▶ Exercise task: Update the data below by replacing "sandstone cliff" with "limestone bluff" and leaving everything else unchanged. Begin at the line that has "subject: sandstone cliff", stop after the line that has "Give the mask of every instance of the sandstone", and return only those lines.
======== Provided data ========
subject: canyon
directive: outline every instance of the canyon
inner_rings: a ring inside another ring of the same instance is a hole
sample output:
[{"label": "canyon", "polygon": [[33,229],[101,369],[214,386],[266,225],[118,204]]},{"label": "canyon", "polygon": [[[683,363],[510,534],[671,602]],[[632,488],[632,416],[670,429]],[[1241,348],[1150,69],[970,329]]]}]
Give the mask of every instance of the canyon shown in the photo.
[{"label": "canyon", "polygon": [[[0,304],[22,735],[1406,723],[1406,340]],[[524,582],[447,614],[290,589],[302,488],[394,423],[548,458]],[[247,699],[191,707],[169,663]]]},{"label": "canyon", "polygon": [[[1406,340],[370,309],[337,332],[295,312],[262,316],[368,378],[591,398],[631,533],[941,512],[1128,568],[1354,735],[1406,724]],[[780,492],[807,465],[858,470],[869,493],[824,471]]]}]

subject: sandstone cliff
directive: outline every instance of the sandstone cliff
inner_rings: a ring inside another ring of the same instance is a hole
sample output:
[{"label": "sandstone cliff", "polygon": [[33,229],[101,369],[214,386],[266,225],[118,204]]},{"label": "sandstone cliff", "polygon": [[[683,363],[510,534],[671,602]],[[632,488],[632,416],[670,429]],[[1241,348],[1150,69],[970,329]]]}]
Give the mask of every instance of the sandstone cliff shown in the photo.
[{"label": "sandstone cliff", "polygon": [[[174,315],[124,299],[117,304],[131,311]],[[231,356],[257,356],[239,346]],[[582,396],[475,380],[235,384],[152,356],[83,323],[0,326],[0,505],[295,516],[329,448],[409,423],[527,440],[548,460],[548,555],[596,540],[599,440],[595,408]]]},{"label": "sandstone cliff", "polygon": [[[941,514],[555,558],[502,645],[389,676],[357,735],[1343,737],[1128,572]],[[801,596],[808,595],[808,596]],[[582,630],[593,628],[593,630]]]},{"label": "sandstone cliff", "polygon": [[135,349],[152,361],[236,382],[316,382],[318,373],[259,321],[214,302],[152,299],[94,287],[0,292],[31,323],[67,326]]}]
========
▶ Exercise answer:
subject: limestone bluff
directive: outline every instance of the limestone bluff
inner_rings: a ring inside another ring of the same instance is a hole
sample output:
[{"label": "limestone bluff", "polygon": [[33,229],[101,369],[214,386],[266,225],[118,204]]},{"label": "limestone bluff", "polygon": [[[683,363],[510,534],[671,602]],[[632,488],[632,416],[670,429]],[[1241,348],[1150,69],[970,329]]]}]
Give the mask of every instance of the limestone bluff shown in the photo.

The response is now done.